**Extrait présenté:**
(Illustration: Camille Charbonneau)
LES CLÉS DE LA CRYPTO. Dans un contexte de dégringolade des prix et d’un durcissement croissant de la réglementation des crypto-actifs, la part de la population possédant du BTC a fondu en 2022, selon des données mises à jour par la Banque du Canada.
Fournir aux citoyens une monnaie qu’ils peuvent utiliser en toute confiance constitue l’une des principales missions d’une banque centrale. Alors, forcément, la Banque du Canada se préoccupe de la façon dont les Canadiens recourent aux cryptomonnaies. Si nous en arrivions à les préférer aux bons vieux billets, l’institution monétaire y percevrait l’obligation morale de riposter, en émettant ses propres dollars numériques.
Les banquiers centraux mènent dès lors d’inlassables travaux de recherche parmi lesquels la désormais bien connue enquête omnibus sur le bitcoin (BTCOS), réalisée annuellement depuis 2016. À l’époque, seulement 64% des personnes sondées déclaraient avoir déjà entendu parler de la cryptomonnaie originelle, tandis qu’à peine 2,9% affirmaient en détenir.

**La consigne:** Poursuivez l'article sur la détention de bitcoins au Canada à partir de l'endroit où il s'arrête. Les données n'ont aucun rôle dans cet exercice.

**Matériel:**

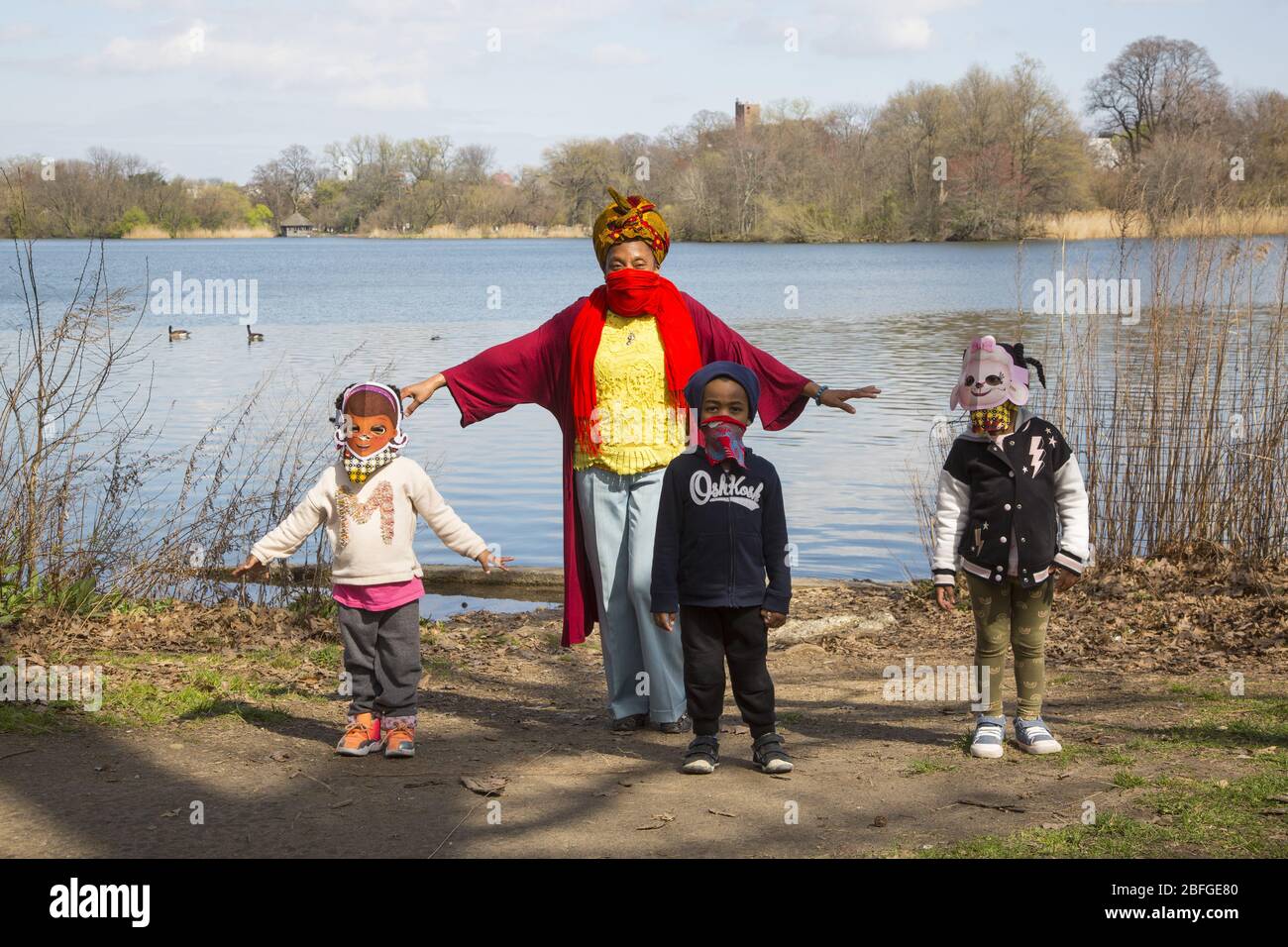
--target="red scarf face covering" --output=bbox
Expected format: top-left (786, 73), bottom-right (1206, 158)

**Corrigé de l'exercice:**
Les résultats de ladite enquête, qui montraient depuis trois années que la proportion de la population canadienne possédant des bitcoins stagnait autour de 5%, avaient décrit un net rebond en 2021 à 13%. Cette hausse notable survenait dans les circonstances particulières de la pandémie, relativisait-on à la Banque du Canada, à savoir la hausse généralisée de l’épargne et de la richesse des ménages, mais aussi des progrès en termes d’accessibilité aux investissements crypto avec l’introduction, par des sociétés de technologies financières, de plateformes conviviales pour l’achat de BTC.
Les Canadiens devenus bitcoineurs entre 2020 et 2021 étaient plus susceptibles que les utilisateurs précédents d’être motivés par des raisons de placements financiers, plutôt que des usages liés aux paiements.
Krachs et déclins en 2022
Selon les données récoltées l’année dernière, les économistes de la banque centrale dressent un nouveau bilan à propos de la détention et de l’utilisation des crypto-actifs au Canada. La part de propriétaires de bitcoins a dégringolé à 10% de la population en 2022, notent les rapporteurs, décrivant une dynamique logique avec un nombre d’entrants sur le marché crypto moindre qu’en 2021 (19% vs 24%), combiné à un taux de sortants lui stable (4%).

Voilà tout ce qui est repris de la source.